Ułóż jako dwukolumnowy plik CSV z kolumnami tresc i odpowiedz pozycje zaczynające się od wiersza zawierającego „Target: film strip border” i kończące się na końcu danych, włącznie z oboma krańcami. Każda pozycja ma zająć jeden wiersz, a jej treść i odpowiedź mają trafić każda do jednego pola w cudzysłowie, z podziałami wierszy zamienionymi na spacje.

_DANE DO ZADANIA_

<<<<

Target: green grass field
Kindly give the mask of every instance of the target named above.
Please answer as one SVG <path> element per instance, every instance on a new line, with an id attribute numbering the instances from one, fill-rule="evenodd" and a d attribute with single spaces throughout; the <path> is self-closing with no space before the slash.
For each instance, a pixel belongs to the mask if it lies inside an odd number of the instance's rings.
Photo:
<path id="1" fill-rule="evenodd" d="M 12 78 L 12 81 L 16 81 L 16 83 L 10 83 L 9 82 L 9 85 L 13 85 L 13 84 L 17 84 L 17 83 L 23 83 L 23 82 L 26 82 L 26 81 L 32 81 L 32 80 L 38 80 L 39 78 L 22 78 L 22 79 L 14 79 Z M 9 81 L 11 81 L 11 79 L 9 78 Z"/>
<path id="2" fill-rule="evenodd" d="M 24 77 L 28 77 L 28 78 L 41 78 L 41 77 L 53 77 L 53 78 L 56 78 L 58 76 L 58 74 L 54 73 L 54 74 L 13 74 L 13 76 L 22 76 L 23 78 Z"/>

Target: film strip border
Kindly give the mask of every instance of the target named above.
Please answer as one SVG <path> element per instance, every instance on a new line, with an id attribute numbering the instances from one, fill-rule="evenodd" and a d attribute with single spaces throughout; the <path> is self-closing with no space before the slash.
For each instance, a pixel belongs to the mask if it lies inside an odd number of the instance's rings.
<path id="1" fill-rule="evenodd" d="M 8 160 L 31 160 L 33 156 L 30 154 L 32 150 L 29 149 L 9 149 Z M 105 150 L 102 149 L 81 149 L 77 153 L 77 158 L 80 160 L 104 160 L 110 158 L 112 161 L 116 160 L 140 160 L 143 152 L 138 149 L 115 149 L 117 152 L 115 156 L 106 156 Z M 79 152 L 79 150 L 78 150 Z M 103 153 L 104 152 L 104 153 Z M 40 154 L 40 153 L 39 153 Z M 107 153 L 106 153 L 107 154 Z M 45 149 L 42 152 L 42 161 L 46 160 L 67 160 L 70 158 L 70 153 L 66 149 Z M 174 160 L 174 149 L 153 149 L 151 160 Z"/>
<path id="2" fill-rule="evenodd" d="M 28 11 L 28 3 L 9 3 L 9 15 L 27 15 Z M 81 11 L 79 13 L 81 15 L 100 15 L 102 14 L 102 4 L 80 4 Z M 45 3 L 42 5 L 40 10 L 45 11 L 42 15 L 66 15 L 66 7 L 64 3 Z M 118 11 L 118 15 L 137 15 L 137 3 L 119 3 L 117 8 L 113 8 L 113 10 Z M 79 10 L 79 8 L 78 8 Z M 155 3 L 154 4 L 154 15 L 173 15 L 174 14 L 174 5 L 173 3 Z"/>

>>>>

_ODPOWIEDŹ PISEMNA_
tresc,odpowiedz
"Target: film strip border Kindly give the mask of every instance of the target named above. Please answer as one SVG <path> element per instance, every instance on a new line, with an id attribute numbering the instances from one, fill-rule=""evenodd"" and a d attribute with single spaces throughout; the <path> is self-closing with no space before the slash. For each instance, a pixel belongs to the mask if it lies inside an odd number of the instance's rings.","<path id=""1"" fill-rule=""evenodd"" d=""M 8 160 L 31 160 L 33 156 L 30 154 L 32 150 L 29 149 L 9 149 Z M 105 150 L 102 149 L 81 149 L 77 153 L 77 158 L 80 160 L 104 160 L 110 158 L 112 161 L 116 160 L 140 160 L 143 152 L 138 149 L 115 149 L 117 152 L 115 156 L 106 156 Z M 79 152 L 79 150 L 78 150 Z M 103 153 L 104 152 L 104 153 Z M 40 154 L 40 153 L 39 153 Z M 107 153 L 106 153 L 107 154 Z M 45 149 L 42 152 L 42 161 L 46 160 L 67 160 L 70 158 L 70 153 L 66 149 Z M 174 160 L 174 149 L 153 149 L 151 160 Z""/> <path id=""2"" fill-rule=""evenodd"" d=""M 28 11 L 28 3 L 9 3 L 9 15 L 27 15 Z M 81 11 L 79 13 L 81 15 L 100 15 L 102 14 L 102 4 L 80 4 Z M 45 3 L 42 5 L 40 10 L 45 11 L 42 15 L 66 15 L 66 7 L 64 3 Z M 118 11 L 118 15 L 137 15 L 137 3 L 119 3 L 117 8 L 113 8 L 113 10 Z M 79 10 L 79 8 L 78 8 Z M 155 3 L 154 4 L 154 15 L 173 15 L 174 14 L 174 5 L 173 3 Z""/>"